BEGIN

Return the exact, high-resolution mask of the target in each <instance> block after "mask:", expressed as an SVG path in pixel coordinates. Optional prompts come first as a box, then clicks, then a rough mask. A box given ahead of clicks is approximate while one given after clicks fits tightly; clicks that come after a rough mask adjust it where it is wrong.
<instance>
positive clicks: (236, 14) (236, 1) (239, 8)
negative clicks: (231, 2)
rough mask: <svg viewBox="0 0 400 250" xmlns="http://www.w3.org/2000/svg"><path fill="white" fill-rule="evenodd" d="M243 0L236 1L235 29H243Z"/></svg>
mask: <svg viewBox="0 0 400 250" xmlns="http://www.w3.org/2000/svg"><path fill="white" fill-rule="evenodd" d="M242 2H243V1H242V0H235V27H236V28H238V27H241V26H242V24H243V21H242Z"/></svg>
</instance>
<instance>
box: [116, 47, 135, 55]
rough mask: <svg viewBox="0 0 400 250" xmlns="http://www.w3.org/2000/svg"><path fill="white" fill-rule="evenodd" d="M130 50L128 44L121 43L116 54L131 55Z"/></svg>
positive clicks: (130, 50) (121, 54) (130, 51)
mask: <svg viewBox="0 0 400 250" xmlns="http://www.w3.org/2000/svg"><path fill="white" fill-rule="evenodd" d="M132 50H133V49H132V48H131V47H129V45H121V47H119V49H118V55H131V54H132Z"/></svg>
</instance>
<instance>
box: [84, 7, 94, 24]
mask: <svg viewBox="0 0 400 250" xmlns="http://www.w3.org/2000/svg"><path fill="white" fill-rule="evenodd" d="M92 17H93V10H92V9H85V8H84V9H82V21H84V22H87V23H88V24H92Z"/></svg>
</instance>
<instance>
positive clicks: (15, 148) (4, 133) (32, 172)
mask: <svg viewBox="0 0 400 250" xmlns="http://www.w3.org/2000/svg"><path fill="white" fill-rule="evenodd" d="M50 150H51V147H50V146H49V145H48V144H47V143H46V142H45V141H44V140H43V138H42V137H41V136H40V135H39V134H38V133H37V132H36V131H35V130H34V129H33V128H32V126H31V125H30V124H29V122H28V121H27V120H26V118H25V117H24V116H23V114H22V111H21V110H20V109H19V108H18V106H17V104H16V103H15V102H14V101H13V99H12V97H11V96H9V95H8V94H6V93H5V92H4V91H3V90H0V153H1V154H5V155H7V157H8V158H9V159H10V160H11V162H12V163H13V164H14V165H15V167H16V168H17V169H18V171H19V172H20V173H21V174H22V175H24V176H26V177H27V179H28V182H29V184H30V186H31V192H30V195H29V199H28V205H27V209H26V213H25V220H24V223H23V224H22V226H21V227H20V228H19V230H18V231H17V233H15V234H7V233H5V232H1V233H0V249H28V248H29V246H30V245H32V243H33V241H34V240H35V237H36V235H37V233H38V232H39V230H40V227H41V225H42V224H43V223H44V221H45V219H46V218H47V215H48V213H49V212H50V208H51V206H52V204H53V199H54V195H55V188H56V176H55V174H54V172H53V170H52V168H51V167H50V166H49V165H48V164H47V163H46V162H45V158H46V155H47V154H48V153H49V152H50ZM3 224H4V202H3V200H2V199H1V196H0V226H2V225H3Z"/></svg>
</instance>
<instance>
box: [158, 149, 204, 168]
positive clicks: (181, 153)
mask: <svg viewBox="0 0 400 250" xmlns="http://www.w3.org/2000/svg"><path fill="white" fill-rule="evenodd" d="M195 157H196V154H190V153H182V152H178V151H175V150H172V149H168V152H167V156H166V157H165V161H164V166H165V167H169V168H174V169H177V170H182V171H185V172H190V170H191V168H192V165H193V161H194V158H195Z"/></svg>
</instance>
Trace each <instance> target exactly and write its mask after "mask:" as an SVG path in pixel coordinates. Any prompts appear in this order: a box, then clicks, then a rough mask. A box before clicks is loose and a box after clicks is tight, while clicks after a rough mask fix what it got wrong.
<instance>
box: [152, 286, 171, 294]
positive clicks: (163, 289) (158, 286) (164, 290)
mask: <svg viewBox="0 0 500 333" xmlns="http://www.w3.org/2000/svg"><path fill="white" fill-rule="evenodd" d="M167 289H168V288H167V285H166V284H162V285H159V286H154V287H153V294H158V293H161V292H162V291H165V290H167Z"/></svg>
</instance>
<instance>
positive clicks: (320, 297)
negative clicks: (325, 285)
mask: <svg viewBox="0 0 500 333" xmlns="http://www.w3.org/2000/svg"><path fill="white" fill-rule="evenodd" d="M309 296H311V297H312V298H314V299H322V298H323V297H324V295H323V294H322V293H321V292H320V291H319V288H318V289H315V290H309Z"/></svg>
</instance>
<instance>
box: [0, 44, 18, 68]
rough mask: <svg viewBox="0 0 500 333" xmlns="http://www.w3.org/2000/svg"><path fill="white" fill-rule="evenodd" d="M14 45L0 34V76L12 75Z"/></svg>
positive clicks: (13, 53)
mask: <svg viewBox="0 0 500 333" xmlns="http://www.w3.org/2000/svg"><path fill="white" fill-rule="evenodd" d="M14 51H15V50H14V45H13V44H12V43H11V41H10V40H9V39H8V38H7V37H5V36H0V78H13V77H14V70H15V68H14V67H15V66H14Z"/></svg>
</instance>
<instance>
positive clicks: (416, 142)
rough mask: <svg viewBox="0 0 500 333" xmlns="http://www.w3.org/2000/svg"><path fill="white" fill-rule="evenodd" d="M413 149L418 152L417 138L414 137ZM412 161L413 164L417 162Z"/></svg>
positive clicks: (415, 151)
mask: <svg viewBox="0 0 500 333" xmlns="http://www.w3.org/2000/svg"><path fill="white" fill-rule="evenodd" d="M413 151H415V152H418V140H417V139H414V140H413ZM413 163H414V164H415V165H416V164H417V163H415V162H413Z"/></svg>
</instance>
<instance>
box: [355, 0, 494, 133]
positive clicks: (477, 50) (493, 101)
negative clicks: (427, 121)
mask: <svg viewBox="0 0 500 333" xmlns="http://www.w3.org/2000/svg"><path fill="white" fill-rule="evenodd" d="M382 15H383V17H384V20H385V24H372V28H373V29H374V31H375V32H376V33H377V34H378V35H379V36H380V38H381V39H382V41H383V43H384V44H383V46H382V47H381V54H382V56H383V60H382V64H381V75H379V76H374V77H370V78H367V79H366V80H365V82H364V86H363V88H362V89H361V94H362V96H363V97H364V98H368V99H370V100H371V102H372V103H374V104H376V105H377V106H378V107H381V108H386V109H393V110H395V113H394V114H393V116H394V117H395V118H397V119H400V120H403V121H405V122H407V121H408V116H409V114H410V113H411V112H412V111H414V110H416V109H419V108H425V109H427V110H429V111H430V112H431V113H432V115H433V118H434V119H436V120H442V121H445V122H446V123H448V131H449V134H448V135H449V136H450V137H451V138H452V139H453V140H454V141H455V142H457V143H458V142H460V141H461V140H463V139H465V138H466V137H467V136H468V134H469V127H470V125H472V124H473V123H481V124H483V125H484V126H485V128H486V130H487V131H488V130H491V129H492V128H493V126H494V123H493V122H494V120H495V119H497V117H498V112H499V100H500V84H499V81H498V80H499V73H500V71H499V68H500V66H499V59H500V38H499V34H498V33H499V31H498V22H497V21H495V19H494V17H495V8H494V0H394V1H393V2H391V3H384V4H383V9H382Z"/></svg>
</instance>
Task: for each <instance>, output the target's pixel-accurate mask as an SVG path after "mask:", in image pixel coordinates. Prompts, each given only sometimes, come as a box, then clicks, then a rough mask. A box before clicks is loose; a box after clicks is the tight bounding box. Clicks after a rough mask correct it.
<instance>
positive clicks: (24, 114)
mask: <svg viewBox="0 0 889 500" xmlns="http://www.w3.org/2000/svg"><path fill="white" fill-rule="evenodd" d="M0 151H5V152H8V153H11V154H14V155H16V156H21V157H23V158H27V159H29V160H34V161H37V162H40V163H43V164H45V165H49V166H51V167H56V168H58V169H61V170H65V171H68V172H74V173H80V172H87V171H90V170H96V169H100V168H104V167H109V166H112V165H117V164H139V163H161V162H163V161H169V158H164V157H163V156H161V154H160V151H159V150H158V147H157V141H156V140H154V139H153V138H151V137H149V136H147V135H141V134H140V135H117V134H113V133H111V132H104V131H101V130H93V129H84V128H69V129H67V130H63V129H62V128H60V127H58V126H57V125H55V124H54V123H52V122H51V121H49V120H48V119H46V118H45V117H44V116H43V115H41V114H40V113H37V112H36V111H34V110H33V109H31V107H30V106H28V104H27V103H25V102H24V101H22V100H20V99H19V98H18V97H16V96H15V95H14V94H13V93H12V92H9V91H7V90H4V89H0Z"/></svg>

END

In the records above, find each line that holds the word "given"; copy all such lines.

Response to this exercise:
Return the exact, high-resolution mask of the target in each <instance> block after "mask:", expressed as an SVG path in pixel coordinates. Optional prompts come first as a box, then clicks, then a rough mask. A box given ahead of clicks is approximate while one given after clicks fits tightly; clicks that come after a rough mask adjust it where it is wrong.
Task: for each <instance>, output the target's pixel-accurate mask as an SVG path after "mask:", in image pixel coordinates. Prompts, each given only sometimes, come as a box, then clicks, then a rough mask. A box before clicks is loose; a box after clicks is the tight bounding box. Clicks after a rough mask correct it.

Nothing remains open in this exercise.